**Obiettivo indicato A**
Per favore, disponi come elenco numerato tutte le righe dei record che seguono il brano sui dolci campani, tralasciando le righe vuote. Lascia fuori dalla risposta le immagini.

**Estratto scelto**
#####
Le loro originali composizioni scaturiscono, quasi sempre, dalla solita fantasia e dall’inventiva di massaie, di suore e frati cucinieri, per festeggiare le grandi ricorrenze come il Natale e S. Giuseppe con "zeppole" "strufoli" e "mostaccioli", le feste patronali con torte di vario tipo come "bucchinotti" e "pasticciotti" che non mi soffermerò ad illustrare.

Ne descriverò solo due che di probabile origine della costa, sono rimaste maggiormente vive nella tradizione di tutti i giorni. Queste hanno varcato i confini della regione e sono erette a simbolo della gastronomia campana: "la pastiera" e le "sfogliatelle S. Rosa".
#####
**Dati dell'esercizio**
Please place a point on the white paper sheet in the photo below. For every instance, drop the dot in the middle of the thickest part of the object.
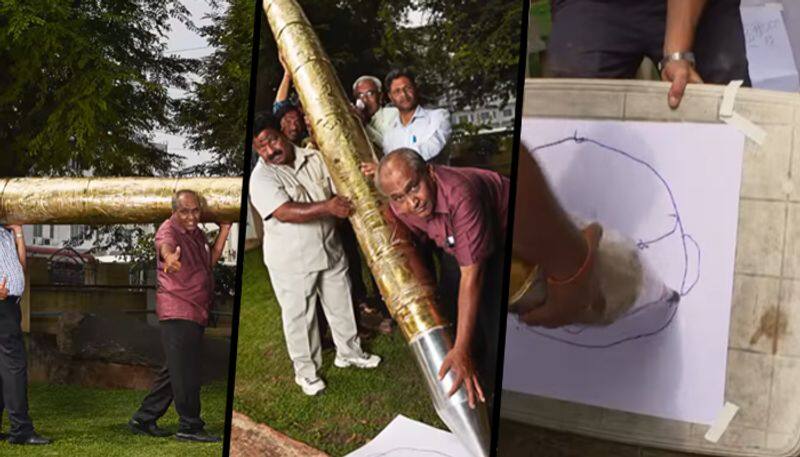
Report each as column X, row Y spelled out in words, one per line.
column 634, row 177
column 769, row 54
column 405, row 437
#####
**Obiettivo indicato B**
Rispondi in breve alle domande sul brano sui dolci campani, una per riga:
(i) Quali due grandi ricorrenze vengono nominate?
(ii) In quali occasioni si preparano torte come "bucchinotti" e "pasticciotti"?
(iii) Quali due dolci sono indicati come simbolo della gastronomia campana?

**Risultato corretto A**
1. Please place a point on the white paper sheet in the photo below. For every instance, drop the dot in the middle of the thickest part of the object.
2. Report each as column X, row Y spelled out in words, one per line.
3. column 634, row 177
4. column 769, row 54
5. column 405, row 437

**Risultato corretto B**
(i) Il Natale e S. Giuseppe.
(ii) Nelle feste patronali.
(iii) La pastiera e le sfogliatelle S. Rosa.